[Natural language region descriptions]
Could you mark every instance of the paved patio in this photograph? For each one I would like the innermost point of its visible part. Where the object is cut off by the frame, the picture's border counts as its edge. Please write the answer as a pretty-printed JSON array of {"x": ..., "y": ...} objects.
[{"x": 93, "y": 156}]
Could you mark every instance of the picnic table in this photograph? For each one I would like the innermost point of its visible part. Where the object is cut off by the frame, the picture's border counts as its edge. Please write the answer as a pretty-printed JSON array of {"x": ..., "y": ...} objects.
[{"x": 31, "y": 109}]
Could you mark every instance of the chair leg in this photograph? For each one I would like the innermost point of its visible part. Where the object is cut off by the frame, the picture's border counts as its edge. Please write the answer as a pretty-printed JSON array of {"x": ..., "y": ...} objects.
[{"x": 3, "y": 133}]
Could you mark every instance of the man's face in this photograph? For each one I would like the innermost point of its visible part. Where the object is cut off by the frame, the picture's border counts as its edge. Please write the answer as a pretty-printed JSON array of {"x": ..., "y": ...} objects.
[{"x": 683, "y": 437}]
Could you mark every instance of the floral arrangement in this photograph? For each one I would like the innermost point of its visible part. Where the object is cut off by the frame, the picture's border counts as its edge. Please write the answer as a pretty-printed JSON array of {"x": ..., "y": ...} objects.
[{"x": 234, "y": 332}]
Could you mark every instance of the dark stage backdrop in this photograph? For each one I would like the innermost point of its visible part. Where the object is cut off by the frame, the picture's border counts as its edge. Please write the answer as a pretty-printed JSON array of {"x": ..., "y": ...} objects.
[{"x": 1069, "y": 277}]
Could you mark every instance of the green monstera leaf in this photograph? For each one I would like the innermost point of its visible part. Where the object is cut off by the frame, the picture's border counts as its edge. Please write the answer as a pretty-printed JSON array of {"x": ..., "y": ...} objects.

* **Aim of the exercise**
Line by line, reproduce the data above exactly.

* **Task solution**
Could you mark every instance of the paved patio in this photograph? For each one I would like the innermost point of its visible part. Where the object is cut off by the frame, the picture's border counts as its edge. Please write the answer as a pretty-printed JSON array of {"x": ..., "y": ...} objects.
[{"x": 93, "y": 156}]
Could you mark every instance of the picnic table in this photograph? For each one I would like the innermost point of its visible part. Where the object is cut off by the frame, the picture's border counts as its edge. Please write the answer as a pretty-printed JSON array of {"x": ..., "y": ...} objects.
[{"x": 31, "y": 109}]
Could you mark every instance of the chair leg in this photograph? For each one I would like the innermost point of its visible part. Where the object is cut off by the frame, the picture's border counts as its edge. Please write the answer as a pretty-printed JSON array of {"x": ..., "y": ...} objects.
[{"x": 3, "y": 133}]
Could you mark every instance of the man's face in this photograph? For each one I would like the innermost point of its visible part. Where the object is cut off by the frame, the picture's border counts as its edge. Please write the answer as a pretty-printed JSON array of {"x": ..., "y": ...} objects.
[{"x": 683, "y": 437}]
Could you mark every instance of the floral arrangement in this photograph? For each one I would like the innermost point of its visible part. Where the object is cut off by the frame, the picture's border counts as its edge. Please write the answer as a pretty-printed JSON array of {"x": ..., "y": ...} objects.
[{"x": 234, "y": 332}]
Could you mark every instance of the dark stage backdrop in this photograph? For each one I would like the innermost point of its visible part. Where the object is cut off by the frame, the picture's border counts as its edge. Please write the answer as a pretty-printed JSON array of {"x": ..., "y": ...} objects.
[{"x": 1069, "y": 277}]
Could you mark every instance of the green monstera leaf in this photograph? For each one I would like the innermost point of its visible part. Where the object is cut off by the frame, the picture's border counts as its edge. Please write the answer as a pretty-printed JSON array of {"x": ..., "y": ...} objects.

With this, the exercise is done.